──────── Excerpted data ────────
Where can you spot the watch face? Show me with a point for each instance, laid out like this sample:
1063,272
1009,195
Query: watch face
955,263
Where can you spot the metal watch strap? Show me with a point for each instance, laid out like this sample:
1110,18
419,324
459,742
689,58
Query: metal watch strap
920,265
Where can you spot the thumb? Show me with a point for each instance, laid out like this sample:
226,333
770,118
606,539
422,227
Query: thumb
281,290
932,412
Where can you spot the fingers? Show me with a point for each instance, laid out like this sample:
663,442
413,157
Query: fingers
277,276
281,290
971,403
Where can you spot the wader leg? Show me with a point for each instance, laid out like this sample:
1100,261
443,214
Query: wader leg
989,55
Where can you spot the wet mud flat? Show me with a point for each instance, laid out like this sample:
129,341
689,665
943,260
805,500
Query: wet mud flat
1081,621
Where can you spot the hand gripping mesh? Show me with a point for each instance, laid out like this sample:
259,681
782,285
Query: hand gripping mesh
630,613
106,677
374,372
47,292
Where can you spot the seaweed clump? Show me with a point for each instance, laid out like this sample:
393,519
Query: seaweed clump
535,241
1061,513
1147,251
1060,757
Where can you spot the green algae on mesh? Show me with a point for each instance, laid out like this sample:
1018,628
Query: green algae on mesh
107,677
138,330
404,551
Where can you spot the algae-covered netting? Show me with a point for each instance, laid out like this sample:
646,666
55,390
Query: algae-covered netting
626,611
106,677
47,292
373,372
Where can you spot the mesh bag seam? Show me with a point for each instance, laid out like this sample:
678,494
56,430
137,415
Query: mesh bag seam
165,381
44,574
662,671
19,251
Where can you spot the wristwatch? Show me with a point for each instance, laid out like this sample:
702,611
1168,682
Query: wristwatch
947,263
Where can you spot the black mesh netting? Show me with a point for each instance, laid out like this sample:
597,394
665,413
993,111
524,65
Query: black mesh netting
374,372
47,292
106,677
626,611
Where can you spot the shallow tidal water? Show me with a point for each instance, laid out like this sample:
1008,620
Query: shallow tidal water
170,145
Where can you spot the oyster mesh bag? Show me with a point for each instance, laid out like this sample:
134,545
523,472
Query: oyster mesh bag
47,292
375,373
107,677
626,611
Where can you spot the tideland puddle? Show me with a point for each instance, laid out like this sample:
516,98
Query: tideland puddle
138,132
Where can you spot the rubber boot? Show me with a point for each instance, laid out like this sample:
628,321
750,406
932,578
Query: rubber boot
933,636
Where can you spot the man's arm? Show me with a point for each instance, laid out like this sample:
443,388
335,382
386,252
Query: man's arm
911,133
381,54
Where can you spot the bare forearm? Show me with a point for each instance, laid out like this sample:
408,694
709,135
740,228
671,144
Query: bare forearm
────────
### Task to carry out:
Your reply must be a faithful copy of each entry above.

### Output:
Where can you spot the watch face? Show me with a point for each instance, laid out like this sample:
1063,272
1009,195
Query: watch face
955,263
Where can you spot the metal watch strap? Show me with a point for each instance, laid out like this sample:
1110,18
419,324
459,742
689,58
Query: metal watch strap
920,265
Where can you spot the thumb? Show me with a point for each instance, laid out like this sample:
226,333
770,118
606,539
422,227
Query: thumb
281,290
932,412
Where can you spot the fingers? Show me with a point for each instance, laid out like this sample:
663,442
413,157
Query: fingers
277,276
281,290
971,403
Where can you spot the wader leg? Show me with a point for each instance, laid out like this sample:
1100,261
443,214
Query: wader leg
989,55
Where can you spot the wet mud flat? Show me with a point for each instance, laid out like this sample:
129,341
689,665
943,260
805,500
Query: wet mud flat
1081,621
Where can you spot the hand gripping mesh? Show me with a point for each instance, laid out like this sample:
259,681
782,285
Query: hand gripping mesh
630,613
106,677
374,372
47,292
Where can you spot the seaweed clump? Show me with a point for each instance, laid out like this sample:
393,519
Query: seaweed clump
535,241
1061,513
1147,251
1060,757
Where can you spot the green algae on mesh? Show me with a point for each instance, laid out like this sample:
1018,628
Query: green algae on mesh
107,677
138,330
404,551
Where can you spot the algae-covered netting? Show me with a point for each instance, laid out like this sample:
646,666
55,390
Query: algae-covered netting
626,611
106,677
47,292
373,372
Where can you spot the mesh bag seam? Show me with a point for each instance, laid out like this sample:
678,494
56,430
137,415
Query: mesh bag seam
165,381
44,574
662,671
19,251
Where can you spot the wristwatch? Show me with a point for each instance, laid out like this sample:
702,611
1168,682
Query: wristwatch
947,263
Where can you spot the black mesh netting? Show me with a point for each instance, laid out like this sample:
597,394
665,413
993,111
524,65
Query: black mesh netting
374,372
47,292
106,677
626,611
Where can you spot the shallow tidal water? Show me with a point for each instance, laid out like this sample:
1008,620
Query: shallow tidal water
170,145
Where can you spot the oyster mesh bag? Show me with a point for each instance, laid out like this sample:
134,545
523,472
Query: oyster mesh bag
47,292
375,373
107,677
626,611
Where can you spot the tideland puddle? Show me with a point for each instance, laid out like this sample:
516,98
Query: tideland puddle
138,132
Where can you spot the rubber boot? Show me with a point for each instance, laid out like this sample:
628,321
750,406
932,578
Query: rubber boot
933,636
Where can you spot the man's arm? Show me with a point for each instance, laid out like this sample:
443,388
335,382
386,252
Query: man's arm
911,133
381,54
Where can you spot the bare forearm? Show me with a point for each instance, laid out like this sample:
408,694
709,135
740,228
671,144
Query: bare forearm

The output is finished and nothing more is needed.